>> BEGIN RECORDS SUPPLIED
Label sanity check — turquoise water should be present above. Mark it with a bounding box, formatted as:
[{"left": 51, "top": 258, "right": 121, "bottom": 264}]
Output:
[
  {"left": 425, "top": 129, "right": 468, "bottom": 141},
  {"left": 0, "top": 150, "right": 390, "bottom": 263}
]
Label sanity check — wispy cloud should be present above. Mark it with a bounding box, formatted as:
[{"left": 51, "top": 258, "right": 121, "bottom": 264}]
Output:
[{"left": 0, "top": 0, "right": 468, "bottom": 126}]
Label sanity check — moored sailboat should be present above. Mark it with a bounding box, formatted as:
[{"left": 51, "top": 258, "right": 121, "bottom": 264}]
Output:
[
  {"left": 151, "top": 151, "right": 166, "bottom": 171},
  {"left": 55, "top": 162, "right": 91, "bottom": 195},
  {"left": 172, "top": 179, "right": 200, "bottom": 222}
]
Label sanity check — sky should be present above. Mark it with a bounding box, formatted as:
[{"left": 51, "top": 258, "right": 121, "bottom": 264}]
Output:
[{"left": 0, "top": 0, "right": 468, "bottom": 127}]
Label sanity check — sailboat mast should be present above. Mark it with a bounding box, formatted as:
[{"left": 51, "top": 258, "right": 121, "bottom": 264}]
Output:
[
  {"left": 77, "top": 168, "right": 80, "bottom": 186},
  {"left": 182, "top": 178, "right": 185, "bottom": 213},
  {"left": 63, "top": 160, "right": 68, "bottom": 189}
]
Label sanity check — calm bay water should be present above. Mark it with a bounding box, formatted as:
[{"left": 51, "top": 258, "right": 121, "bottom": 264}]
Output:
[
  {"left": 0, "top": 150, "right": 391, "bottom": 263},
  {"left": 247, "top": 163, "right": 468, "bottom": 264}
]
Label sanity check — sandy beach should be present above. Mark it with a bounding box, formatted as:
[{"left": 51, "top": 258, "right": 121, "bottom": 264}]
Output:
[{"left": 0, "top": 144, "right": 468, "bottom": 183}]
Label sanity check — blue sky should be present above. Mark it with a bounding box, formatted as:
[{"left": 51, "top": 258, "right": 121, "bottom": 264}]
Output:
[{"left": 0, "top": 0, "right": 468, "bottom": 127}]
>> END RECORDS SUPPLIED
- _REQUIRED WORK_: Rewrite the listing above, replacing every occurrence of "Label sanity check" with "Annotation check" and leaving all other text unchanged.

- _COMPLETE ANSWER_:
Annotation check — turquoise water should be present above. Mark it with a bounding box, formatted as:
[{"left": 51, "top": 258, "right": 121, "bottom": 264}]
Output:
[
  {"left": 425, "top": 129, "right": 468, "bottom": 141},
  {"left": 0, "top": 150, "right": 390, "bottom": 263}
]
Annotation check — wispy cloud should be present above. Mark it with a bounding box, formatted as:
[{"left": 51, "top": 258, "right": 121, "bottom": 264}]
Output:
[{"left": 0, "top": 0, "right": 468, "bottom": 126}]
Annotation check — moored sailboat should be present above. Mark it with a bounding box, formatted as:
[{"left": 51, "top": 258, "right": 121, "bottom": 264}]
Output:
[
  {"left": 151, "top": 151, "right": 166, "bottom": 171},
  {"left": 55, "top": 162, "right": 91, "bottom": 195},
  {"left": 172, "top": 179, "right": 200, "bottom": 222}
]
Annotation check — sky should be present above. Mark it with a bounding box, formatted as:
[{"left": 51, "top": 258, "right": 121, "bottom": 264}]
Output:
[{"left": 0, "top": 0, "right": 468, "bottom": 127}]
Annotation check — sailboat mast should be present above. Mark it with a bounding box, formatted as:
[{"left": 51, "top": 258, "right": 121, "bottom": 264}]
Output:
[
  {"left": 77, "top": 168, "right": 80, "bottom": 186},
  {"left": 182, "top": 178, "right": 185, "bottom": 213},
  {"left": 63, "top": 160, "right": 68, "bottom": 189}
]
Annotation check — calm bay water should be present above. Mark it with a bounding box, formatted as:
[{"left": 51, "top": 258, "right": 121, "bottom": 264}]
Output:
[
  {"left": 0, "top": 150, "right": 391, "bottom": 263},
  {"left": 247, "top": 163, "right": 468, "bottom": 264}
]
Annotation check — sandy beach should be present above. Mark it with a bounding box, formatted as:
[{"left": 51, "top": 258, "right": 121, "bottom": 264}]
Output:
[{"left": 0, "top": 144, "right": 468, "bottom": 183}]
Annotation check — blue sky should be present above. Mark it with a bounding box, formatted as:
[{"left": 51, "top": 258, "right": 121, "bottom": 264}]
Output:
[{"left": 0, "top": 0, "right": 468, "bottom": 127}]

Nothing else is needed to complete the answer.